[Start TEXT]
What is the boat rated for, 35 or 40hp? My guess is too much weight on the transom/rear seat even with pods. The hydrofoil will help, but it's just a bandaid masking the problem of weight distribution. Have someone sit on the front deck and see if things work better. That will give you an idea of how much forward weight you need.


----------



## dutyranger (Sep 4, 2015)

my experience was with a completely different setup, but bear with me. when i worked in south florida we were running fiberglass, center console boats in everything from mudflats to shallow river to open ocean. we got up on plane w/ the motor trimmed all the way down. once on plane, we trimmed the motor up till the boat started to porpoise then backed it down just enough to stop it. this trim setting gave us the most efficient running position. our jack plates were used after our trim was set and the water started to get skinny. i'd start with adjusting your trim setting down a little at a time till the porposing stops.


----------



## Byrdmen (Sep 4, 2015)

My weldcraft 1870 runs exactly like you describe. Similar looking pods. These things don't really have any weight up front so they need very little nose up trim.
[End TEXT]
[Start DATA LISTING]
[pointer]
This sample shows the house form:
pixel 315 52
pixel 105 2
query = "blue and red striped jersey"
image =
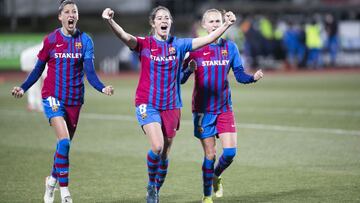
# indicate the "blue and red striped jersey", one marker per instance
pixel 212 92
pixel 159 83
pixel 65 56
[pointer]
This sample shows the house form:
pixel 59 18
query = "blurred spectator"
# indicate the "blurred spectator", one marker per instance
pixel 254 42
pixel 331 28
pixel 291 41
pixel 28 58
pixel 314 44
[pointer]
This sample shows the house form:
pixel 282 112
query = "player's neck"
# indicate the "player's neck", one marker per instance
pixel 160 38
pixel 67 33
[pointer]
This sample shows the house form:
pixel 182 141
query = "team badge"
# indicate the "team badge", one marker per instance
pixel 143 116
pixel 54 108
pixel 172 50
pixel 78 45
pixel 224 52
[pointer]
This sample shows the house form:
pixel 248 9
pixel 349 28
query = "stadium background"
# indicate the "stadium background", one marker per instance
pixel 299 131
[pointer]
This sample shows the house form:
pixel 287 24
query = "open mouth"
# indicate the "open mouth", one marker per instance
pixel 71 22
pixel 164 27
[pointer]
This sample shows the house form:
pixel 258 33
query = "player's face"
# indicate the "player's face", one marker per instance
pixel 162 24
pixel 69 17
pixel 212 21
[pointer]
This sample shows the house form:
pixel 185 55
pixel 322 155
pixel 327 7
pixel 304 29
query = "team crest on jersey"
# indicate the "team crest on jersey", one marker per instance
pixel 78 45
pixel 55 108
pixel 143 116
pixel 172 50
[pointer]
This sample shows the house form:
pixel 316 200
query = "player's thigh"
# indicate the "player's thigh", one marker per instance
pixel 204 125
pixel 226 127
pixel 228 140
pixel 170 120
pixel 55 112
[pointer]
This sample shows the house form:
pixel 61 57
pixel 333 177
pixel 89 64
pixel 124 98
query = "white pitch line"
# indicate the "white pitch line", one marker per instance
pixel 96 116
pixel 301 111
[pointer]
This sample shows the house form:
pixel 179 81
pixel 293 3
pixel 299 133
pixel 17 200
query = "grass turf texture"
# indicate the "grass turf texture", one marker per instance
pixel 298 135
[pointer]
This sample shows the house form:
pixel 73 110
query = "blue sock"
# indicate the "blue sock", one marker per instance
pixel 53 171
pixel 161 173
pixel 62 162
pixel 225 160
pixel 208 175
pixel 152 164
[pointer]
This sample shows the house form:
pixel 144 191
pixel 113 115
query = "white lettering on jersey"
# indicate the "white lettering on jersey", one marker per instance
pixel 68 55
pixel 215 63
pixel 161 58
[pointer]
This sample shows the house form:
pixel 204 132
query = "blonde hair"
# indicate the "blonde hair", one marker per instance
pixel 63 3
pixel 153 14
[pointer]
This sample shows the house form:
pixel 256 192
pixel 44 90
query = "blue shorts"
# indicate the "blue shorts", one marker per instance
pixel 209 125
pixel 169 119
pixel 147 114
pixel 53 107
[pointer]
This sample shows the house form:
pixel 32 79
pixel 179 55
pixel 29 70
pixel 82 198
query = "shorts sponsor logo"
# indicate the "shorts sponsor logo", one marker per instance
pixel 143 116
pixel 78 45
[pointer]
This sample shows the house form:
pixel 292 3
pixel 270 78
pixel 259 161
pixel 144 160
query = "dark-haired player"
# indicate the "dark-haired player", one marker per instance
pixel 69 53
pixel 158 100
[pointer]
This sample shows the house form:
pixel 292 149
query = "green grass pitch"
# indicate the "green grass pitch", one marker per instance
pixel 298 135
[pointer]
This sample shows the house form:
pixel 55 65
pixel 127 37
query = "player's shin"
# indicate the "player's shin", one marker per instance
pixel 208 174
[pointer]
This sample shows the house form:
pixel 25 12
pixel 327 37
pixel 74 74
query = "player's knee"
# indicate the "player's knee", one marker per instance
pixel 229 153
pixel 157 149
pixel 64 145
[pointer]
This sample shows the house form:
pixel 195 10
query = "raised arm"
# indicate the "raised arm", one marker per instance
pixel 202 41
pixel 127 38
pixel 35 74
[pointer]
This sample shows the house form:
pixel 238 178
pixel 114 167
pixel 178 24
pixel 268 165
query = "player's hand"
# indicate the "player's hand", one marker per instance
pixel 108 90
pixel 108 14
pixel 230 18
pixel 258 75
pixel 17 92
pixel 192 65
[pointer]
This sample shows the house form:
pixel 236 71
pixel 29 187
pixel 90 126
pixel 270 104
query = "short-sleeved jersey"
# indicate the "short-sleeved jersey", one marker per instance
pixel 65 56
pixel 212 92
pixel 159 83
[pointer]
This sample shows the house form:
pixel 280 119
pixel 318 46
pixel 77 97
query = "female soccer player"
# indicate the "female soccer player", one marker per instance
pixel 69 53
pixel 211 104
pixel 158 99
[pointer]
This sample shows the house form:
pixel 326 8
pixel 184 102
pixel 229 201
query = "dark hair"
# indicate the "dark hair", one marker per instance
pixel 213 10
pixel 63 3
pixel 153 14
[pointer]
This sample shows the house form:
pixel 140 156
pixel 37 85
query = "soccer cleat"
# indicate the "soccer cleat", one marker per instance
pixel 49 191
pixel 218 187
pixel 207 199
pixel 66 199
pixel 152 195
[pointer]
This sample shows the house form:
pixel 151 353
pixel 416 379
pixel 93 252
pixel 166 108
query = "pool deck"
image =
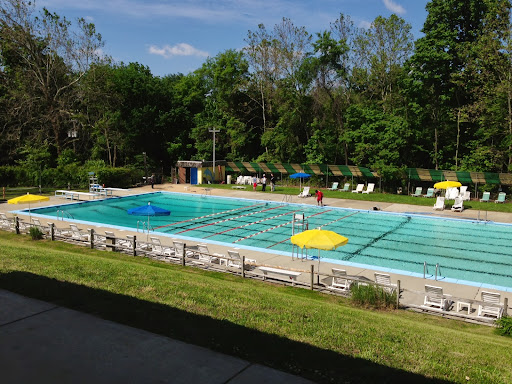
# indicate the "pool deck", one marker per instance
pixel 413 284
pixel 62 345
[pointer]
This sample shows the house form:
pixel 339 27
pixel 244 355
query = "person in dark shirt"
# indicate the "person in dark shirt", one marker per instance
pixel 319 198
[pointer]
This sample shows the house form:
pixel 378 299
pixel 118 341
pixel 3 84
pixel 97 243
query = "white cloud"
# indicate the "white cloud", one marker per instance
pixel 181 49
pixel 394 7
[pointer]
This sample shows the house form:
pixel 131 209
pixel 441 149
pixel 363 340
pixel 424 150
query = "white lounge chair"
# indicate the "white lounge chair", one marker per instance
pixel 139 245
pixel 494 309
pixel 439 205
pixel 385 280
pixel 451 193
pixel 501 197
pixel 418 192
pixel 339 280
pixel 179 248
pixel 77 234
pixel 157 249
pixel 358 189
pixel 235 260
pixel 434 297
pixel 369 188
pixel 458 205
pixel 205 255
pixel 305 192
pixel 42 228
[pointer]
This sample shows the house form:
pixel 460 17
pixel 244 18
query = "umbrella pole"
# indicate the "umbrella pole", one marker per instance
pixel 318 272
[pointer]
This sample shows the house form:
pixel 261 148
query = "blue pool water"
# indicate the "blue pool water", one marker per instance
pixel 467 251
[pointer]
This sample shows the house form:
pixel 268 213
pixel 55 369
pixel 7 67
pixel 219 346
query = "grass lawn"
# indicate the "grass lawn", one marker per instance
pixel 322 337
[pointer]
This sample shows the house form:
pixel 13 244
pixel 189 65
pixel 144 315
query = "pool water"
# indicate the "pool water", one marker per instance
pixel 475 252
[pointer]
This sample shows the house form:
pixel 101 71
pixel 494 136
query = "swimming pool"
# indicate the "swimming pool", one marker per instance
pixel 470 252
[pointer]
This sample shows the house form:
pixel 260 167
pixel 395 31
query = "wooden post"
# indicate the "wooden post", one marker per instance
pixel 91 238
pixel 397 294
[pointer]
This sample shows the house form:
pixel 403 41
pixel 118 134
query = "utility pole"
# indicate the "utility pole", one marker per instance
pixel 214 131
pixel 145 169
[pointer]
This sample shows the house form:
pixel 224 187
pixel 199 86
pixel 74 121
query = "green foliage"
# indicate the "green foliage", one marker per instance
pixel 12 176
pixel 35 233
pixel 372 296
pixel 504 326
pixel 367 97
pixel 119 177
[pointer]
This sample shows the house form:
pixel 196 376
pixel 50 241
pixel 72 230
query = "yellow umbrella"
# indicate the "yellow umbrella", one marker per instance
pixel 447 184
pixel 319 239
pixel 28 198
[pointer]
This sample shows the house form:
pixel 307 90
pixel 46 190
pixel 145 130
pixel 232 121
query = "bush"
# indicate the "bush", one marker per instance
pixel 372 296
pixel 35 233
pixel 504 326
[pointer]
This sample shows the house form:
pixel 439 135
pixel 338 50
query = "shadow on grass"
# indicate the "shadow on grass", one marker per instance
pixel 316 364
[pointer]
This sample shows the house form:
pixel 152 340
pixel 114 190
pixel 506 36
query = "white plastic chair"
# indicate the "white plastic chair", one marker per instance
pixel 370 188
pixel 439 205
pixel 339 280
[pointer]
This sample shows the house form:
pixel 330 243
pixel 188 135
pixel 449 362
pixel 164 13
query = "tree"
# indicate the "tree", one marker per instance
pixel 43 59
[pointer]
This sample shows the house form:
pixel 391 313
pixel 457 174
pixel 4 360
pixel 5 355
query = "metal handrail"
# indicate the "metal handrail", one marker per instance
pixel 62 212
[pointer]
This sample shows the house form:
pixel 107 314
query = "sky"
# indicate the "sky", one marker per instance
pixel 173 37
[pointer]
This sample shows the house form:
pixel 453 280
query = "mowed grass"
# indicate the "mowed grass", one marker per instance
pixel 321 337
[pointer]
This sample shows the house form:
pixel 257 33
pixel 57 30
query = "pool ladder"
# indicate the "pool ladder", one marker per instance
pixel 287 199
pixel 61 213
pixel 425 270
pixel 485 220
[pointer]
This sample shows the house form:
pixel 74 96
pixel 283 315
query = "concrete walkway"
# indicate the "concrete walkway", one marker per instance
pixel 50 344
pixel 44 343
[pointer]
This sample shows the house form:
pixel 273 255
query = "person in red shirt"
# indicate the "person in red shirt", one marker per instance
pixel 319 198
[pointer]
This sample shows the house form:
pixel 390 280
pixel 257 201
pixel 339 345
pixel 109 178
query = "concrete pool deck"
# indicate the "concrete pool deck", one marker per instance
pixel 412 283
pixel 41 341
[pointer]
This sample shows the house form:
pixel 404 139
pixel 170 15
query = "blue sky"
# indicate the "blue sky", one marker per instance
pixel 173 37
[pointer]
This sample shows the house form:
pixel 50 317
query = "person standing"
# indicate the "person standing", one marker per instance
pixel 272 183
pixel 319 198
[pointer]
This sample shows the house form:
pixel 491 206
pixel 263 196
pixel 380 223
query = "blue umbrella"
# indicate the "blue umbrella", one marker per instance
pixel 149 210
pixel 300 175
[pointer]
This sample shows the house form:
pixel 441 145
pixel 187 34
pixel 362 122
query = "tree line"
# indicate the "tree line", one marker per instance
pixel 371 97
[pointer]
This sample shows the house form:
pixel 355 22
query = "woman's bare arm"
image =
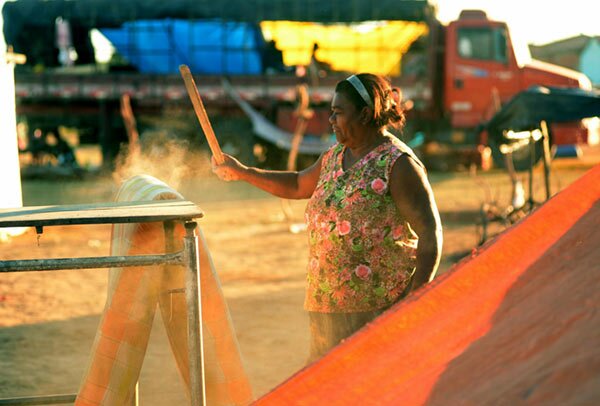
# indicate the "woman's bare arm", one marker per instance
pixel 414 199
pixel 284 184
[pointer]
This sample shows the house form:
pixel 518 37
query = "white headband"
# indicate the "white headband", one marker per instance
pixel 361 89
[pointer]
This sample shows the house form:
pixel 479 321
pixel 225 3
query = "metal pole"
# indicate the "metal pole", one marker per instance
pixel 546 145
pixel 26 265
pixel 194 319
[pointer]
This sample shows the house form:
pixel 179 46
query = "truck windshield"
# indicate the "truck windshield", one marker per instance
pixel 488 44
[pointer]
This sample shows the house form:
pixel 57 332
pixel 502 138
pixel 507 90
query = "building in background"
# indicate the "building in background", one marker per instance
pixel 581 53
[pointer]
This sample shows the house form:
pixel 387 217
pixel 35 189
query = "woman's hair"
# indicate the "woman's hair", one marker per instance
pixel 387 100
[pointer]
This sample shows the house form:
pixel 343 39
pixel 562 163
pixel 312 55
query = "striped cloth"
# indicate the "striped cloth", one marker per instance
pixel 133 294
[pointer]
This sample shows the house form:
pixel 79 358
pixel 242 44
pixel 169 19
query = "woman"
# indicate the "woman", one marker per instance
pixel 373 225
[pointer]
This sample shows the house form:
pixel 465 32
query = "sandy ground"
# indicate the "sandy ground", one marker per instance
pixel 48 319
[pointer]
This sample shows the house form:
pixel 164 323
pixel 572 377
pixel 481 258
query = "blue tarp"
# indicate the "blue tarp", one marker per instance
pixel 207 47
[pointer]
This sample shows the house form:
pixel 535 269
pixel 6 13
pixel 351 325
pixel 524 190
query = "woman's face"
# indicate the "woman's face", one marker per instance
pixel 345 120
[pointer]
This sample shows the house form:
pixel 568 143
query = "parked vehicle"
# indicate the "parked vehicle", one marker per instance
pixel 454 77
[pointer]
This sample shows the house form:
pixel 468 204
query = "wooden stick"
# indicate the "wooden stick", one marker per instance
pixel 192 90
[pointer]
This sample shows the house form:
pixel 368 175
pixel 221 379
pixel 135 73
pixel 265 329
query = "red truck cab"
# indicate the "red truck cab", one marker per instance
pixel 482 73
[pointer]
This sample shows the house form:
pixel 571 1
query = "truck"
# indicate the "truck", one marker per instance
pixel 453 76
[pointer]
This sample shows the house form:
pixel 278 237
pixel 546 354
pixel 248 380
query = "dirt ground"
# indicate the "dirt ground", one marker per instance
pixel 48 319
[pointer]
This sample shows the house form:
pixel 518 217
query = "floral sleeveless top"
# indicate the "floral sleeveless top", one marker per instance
[End DATA LISTING]
[PROBLEMS AND TASKS]
1. Answer these questions from the boat thread:
(a) In the first post, where does the writer suggest having someone sit to see if things work better?
(b) What material does dutyranger say the center console boats in south Florida were made of?
(c) Which boat does Byrdmen say runs exactly as described?
2. Set down everything in the boat thread from "## dutyranger (Sep" down to "the porposing stops.", word for word.

[WORKED SOLUTIONS]
1.
(a) On the front deck
(b) Fiberglass
(c) A Weldcraft 1870

2.
## dutyranger (Sep 4, 2015)

my experience was with a completely different setup, but bear with me. when i worked in south florida we were running fiberglass, center console boats in everything from mudflats to shallow river to open ocean. we got up on plane w/ the motor trimmed all the way down. once on plane, we trimmed the motor up till the boat started to porpoise then backed it down just enough to stop it. this trim setting gave us the most efficient running position. our jack plates were used after our trim was set and the water started to get skinny. i'd start with adjusting your trim setting down a little at a time till the porposing stops.